-- Text segment start --
NIPS 2017
Mon Dec 4th through Sat the 9th, 2017 at Long Beach Convention Center
Paper ID:1282
Title:Elementary Symmetric Polynomials for Optimal Experimental Design

Reviewer 1


		
The authors present new results in the area of optimal experimental design (OED). My main concern about the paper is that the writing is very dense and appears to require a thorough understanding of OED. I am not sure that fits well with the audience for NIPS. So, at best the paper would be targeting a small subset of the audience. My question is whether there is a way to make the paper better suited for a broader audience. (E.g., a more detailed discussion of the setup and results on real data could help introduce key concepts from OED.) Based on author feedback and the other reviewers' comments, it appears the results will be of interest to a subset of the NIPS audience. I'm therefore revising my score. I would still encourage the authors to write a few intro paragraphs to draw in a broader audience.
-- Text segment end --
→ **Request 1**: Reproduce the part of the review that opens with the words containing "The authors present" and closes with "in a broader audience.", word for word.
The review has no connection to the records.
-- Provided data start --
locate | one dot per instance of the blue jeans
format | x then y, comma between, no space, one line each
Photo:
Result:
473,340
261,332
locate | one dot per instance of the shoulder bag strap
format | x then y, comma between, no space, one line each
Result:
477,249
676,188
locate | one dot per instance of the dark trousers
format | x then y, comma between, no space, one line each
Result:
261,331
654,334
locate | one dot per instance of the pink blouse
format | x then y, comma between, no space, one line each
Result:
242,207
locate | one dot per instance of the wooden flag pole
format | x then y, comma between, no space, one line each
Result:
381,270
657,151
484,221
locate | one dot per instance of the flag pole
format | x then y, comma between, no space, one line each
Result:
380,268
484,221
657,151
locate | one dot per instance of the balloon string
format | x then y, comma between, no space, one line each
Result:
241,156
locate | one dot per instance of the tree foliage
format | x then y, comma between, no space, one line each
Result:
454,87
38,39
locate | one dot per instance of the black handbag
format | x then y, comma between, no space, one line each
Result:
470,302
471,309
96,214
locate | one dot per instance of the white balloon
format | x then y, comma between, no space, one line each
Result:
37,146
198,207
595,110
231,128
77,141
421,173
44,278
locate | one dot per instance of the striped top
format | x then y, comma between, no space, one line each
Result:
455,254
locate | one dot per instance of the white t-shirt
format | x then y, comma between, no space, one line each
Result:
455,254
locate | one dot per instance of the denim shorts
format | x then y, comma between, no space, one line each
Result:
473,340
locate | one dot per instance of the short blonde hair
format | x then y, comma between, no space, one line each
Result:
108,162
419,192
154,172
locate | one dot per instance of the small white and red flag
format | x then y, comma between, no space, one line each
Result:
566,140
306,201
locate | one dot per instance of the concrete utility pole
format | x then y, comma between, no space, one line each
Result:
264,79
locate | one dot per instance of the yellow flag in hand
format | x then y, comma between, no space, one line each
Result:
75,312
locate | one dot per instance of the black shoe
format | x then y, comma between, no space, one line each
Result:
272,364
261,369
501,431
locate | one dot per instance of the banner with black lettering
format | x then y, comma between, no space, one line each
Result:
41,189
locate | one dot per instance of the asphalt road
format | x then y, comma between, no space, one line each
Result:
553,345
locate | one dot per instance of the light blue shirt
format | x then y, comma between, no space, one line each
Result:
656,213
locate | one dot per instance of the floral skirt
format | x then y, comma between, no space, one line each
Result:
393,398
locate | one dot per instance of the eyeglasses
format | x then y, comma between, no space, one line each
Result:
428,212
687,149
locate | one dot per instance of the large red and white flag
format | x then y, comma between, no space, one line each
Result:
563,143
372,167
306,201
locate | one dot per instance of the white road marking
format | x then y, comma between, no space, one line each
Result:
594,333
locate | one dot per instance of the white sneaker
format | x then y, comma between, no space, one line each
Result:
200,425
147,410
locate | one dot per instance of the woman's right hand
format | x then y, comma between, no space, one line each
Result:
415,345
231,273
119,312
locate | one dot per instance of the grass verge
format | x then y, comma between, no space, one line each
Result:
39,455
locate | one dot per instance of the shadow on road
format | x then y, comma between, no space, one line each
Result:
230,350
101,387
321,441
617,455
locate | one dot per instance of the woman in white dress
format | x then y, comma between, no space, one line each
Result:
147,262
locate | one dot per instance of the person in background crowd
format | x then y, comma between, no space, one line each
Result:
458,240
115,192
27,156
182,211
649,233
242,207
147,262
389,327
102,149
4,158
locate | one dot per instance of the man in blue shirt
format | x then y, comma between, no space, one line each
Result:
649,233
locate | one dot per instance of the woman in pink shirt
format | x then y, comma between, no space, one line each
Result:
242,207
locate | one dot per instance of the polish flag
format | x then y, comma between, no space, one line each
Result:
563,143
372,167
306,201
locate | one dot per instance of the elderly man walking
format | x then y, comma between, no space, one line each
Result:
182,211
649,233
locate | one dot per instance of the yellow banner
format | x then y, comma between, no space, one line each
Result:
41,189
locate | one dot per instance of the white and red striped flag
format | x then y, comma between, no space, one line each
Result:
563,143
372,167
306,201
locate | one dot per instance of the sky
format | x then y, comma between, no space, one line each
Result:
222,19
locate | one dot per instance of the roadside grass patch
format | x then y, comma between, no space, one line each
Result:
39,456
-- Provided data end --
→ **Request 2**: Can you format the part of the records that opens with the line containing "locate | one dot per instance of the white sneaker" and runs through the end of the records as a JSON list of strings, one string per line, with blank lines left out?

→ **Task result 1**:
The authors present new results in the area of optimal experimental design (OED). My main concern about the paper is that the writing is very dense and appears to require a thorough understanding of OED. I am not sure that fits well with the audience for NIPS. So, at best the paper would be targeting a small subset of the audience. My question is whether there is a way to make the paper better suited for a broader audience. (E.g., a more detailed discussion of the setup and results on real data could help introduce key concepts from OED.) Based on author feedback and the other reviewers' comments, it appears the results will be of interest to a subset of the NIPS audience. I'm therefore revising my score. I would still encourage the authors to write a few intro paragraphs to draw in a broader audience.

→ **Task result 2**:
[
  "locate | one dot per instance of the white sneaker",
  "format | x then y, comma between, no space, one line each",
  "Result:",
  "200,425",
  "147,410",
  "locate | one dot per instance of the woman's right hand",
  "format | x then y, comma between, no space, one line each",
  "Result:",
  "415,345",
  "231,273",
  "119,312",
  "locate | one dot per instance of the grass verge",
  "format | x then y, comma between, no space, one line each",
  "Result:",
  "39,455",
  "locate | one dot per instance of the shadow on road",
  "format | x then y, comma between, no space, one line each",
  "Result:",
  "230,350",
  "101,387",
  "321,441",
  "617,455",
  "locate | one dot per instance of the woman in white dress",
  "format | x then y, comma between, no space, one line each",
  "Result:",
  "147,262",
  "locate | one dot per instance of the person in background crowd",
  "format | x then y, comma between, no space, one line each",
  "Result:",
  "458,240",
  "115,192",
  "27,156",
  "182,211",
  "649,233",
  "242,207",
  "147,262",
  "389,327",
  "102,149",
  "4,158",
  "locate | one dot per instance of the man in blue shirt",
  "format | x then y, comma between, no space, one line each",
  "Result:",
  "649,233",
  "locate | one dot per instance of the woman in pink shirt",
  "format | x then y, comma between, no space, one line each",
  "Result:",
  "242,207",
  "locate | one dot per instance of the polish flag",
  "format | x then y, comma between, no space, one line each",
  "Result:",
  "563,143",
  "372,167",
  "306,201",
  "locate | one dot per instance of the elderly man walking",
  "format | x then y, comma between, no space, one line each",
  "Result:",
  "182,211",
  "649,233",
  "locate | one dot per instance of the yellow banner",
  "format | x then y, comma between, no space, one line each",
  "Result:",
  "41,189",
  "locate | one dot per instance of the white and red striped flag",
  "format | x then y, comma between, no space, one line each",
  "Result:",
  "563,143",
  "372,167",
  "306,201",
  "locate | one dot per instance of the sky",
  "format | x then y, comma between, no space, one line each",
  "Result:",
  "222,19",
  "locate | one dot per instance of the roadside grass patch",
  "format | x then y, comma between, no space, one line each",
  "Result:",
  "39,456"
]